Fires Consume More Hawaiʻi Forest in Recent Years

Fires burned more than 30,000 acres of forest and brushland in both 2018 and 2019 – far more than any other year in more than a decade.
Photo: Getty Images

Fires burned more than 30,000 acres of forest and brushland in both 2018 and 2019 – far more than any other year in more than a decade, according to the latest State of Hawaiʻi Data Book.

You have to go back to 2005 and 2007 to find years with comparable acreage ravaged by forest and brushland fires in Hawai‘i, according to annual figures provided by state Data Books.

Thirty-one individual fires in 2019 engulfed 32,124 acres of forest and brushland – a combined area almost as large as the island of Niʻihau.

Hawaiʻi has seen a spike in drought intensity since 2016, especially during the summers. The U.S. Drought Monitor, a service of the National Oceanic and Atmospheric Administration, showed a spike this past summer in areas of Hawai‘i categorized as D2.

----

#### What to work on:
Carry on the article about forest fires in Hawaiʻi, starting after its last sentence. The records that follow are taken from a separate source.

----

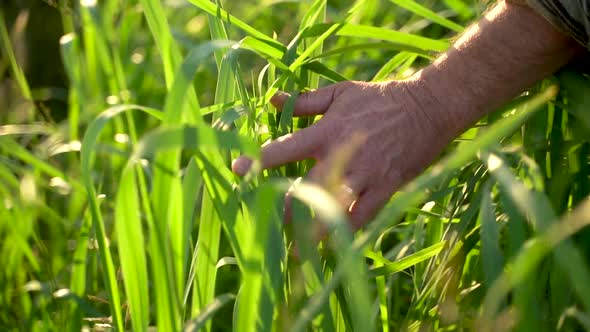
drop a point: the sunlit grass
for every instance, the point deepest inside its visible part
(126, 216)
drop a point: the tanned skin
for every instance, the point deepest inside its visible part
(406, 124)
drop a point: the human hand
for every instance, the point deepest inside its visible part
(400, 139)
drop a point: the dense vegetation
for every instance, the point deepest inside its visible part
(118, 209)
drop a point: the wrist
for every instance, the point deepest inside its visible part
(493, 62)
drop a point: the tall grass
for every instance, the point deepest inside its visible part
(127, 216)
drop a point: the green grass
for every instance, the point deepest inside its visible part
(126, 215)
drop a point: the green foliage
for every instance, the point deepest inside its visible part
(126, 215)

----

#### Task result:
The drought intensity scale is composed of five levels: D0, D1, D2, D3, and D4. The severe drought category is D2, which “corresponds to an area where crop or pasture losses are likely, fire risk is very high, water shortages are common, and water restrictions are typically voluntary or mandated,” NOAA says.

Such environments mean plants become fuel that only need a flame to set a landscape ablaze.

Wildland fires, which burn a greater proportion of Hawaiʻi land area compared to most Mainland states, place significant burdens on county, state and federal emergency management agencies.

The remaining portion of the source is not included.